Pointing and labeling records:
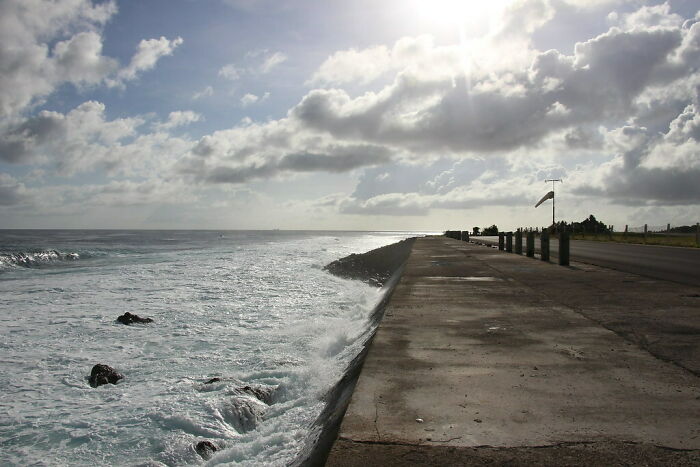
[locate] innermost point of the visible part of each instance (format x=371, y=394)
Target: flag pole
x=553, y=180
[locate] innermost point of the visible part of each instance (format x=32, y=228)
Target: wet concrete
x=483, y=354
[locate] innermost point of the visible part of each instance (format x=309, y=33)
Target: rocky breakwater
x=374, y=267
x=381, y=268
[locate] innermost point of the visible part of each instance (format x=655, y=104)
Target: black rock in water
x=374, y=267
x=128, y=318
x=263, y=394
x=206, y=449
x=103, y=374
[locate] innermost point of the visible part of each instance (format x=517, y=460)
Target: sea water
x=252, y=308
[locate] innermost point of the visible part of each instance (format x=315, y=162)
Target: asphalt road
x=675, y=264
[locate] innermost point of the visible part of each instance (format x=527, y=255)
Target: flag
x=549, y=195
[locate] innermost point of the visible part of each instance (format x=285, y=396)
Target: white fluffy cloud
x=617, y=113
x=48, y=43
x=147, y=54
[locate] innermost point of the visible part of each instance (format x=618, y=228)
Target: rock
x=374, y=267
x=263, y=394
x=103, y=374
x=128, y=318
x=206, y=449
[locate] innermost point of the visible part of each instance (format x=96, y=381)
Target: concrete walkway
x=488, y=357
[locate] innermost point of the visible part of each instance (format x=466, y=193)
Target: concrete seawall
x=484, y=357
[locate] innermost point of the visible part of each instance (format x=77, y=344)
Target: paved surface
x=676, y=264
x=473, y=364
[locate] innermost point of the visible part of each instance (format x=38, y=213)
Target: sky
x=347, y=114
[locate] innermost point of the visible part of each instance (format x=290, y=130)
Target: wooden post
x=544, y=245
x=645, y=233
x=531, y=244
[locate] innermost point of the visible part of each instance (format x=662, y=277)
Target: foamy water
x=254, y=309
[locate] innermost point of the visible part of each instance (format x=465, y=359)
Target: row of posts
x=505, y=242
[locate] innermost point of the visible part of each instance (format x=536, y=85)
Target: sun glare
x=475, y=16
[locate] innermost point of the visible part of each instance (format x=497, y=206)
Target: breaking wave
x=34, y=259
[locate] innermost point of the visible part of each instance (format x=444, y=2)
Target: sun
x=476, y=16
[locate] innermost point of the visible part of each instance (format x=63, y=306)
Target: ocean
x=254, y=309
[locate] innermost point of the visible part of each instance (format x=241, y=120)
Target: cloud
x=12, y=192
x=206, y=92
x=49, y=43
x=272, y=61
x=179, y=118
x=249, y=99
x=230, y=72
x=256, y=62
x=29, y=68
x=148, y=52
x=83, y=139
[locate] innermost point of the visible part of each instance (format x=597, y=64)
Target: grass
x=633, y=237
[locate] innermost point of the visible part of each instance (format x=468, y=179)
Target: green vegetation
x=493, y=230
x=595, y=230
x=633, y=237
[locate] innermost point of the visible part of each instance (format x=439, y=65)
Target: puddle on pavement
x=464, y=279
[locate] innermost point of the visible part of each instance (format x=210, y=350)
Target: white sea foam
x=253, y=309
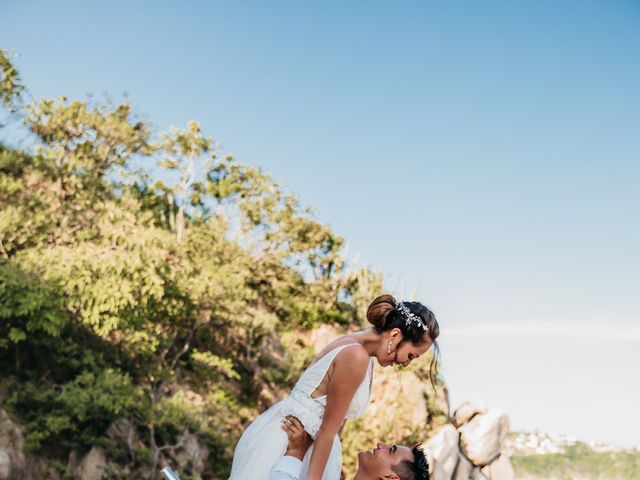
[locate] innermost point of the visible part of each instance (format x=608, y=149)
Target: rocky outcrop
x=472, y=447
x=444, y=451
x=484, y=436
x=93, y=465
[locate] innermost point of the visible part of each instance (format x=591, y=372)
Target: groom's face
x=378, y=462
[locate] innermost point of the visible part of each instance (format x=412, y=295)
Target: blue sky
x=484, y=153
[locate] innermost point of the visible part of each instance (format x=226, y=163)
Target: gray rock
x=444, y=452
x=463, y=469
x=92, y=466
x=476, y=474
x=466, y=412
x=484, y=437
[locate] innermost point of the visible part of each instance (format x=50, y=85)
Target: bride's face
x=402, y=353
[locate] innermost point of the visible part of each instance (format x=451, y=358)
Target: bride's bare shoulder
x=357, y=350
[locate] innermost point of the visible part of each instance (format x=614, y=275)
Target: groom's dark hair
x=416, y=470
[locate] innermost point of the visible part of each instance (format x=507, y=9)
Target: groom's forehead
x=405, y=453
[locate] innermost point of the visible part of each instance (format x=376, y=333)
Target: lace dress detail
x=263, y=442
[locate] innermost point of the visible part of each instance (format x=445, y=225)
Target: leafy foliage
x=579, y=461
x=151, y=277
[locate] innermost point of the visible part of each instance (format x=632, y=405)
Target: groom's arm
x=289, y=467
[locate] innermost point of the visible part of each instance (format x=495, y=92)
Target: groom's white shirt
x=287, y=468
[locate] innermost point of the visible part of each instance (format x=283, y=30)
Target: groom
x=385, y=462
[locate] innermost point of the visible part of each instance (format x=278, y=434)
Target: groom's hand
x=299, y=439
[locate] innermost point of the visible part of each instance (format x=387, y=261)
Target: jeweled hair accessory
x=410, y=317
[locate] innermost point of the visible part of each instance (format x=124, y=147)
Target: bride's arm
x=349, y=371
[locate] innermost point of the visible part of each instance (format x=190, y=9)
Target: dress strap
x=316, y=372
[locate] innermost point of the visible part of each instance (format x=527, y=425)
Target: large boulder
x=443, y=451
x=484, y=436
x=92, y=466
x=466, y=412
x=463, y=469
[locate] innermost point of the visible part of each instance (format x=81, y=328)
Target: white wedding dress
x=264, y=442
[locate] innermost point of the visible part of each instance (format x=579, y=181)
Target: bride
x=336, y=387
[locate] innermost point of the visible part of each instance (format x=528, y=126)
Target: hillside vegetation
x=150, y=278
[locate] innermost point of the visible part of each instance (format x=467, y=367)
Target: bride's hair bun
x=379, y=310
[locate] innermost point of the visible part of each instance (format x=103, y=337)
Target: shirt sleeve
x=287, y=468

▶ _Brief_
Output the records from the line containing "(format x=579, y=181)" through the end of the records as a two-column CSV with the columns record and answer. Give one row per record, with its text and its answer each in one quoted field and line breaks turned into spaces.

▶ _Solution to this problem_
record,answer
"[locate] innermost point of the visible part of each instance (format x=579, y=181) Target: bride","x=336, y=387"
"[locate] innermost point of the visible part of each instance (format x=528, y=126) Target: hillside vegetation","x=150, y=278"
"[locate] innermost point of the visible part of each instance (format x=467, y=367) Target: bride's hair bun","x=379, y=310"
"[locate] innermost point of the visible part of each instance (format x=103, y=337) Target: shirt sleeve","x=287, y=468"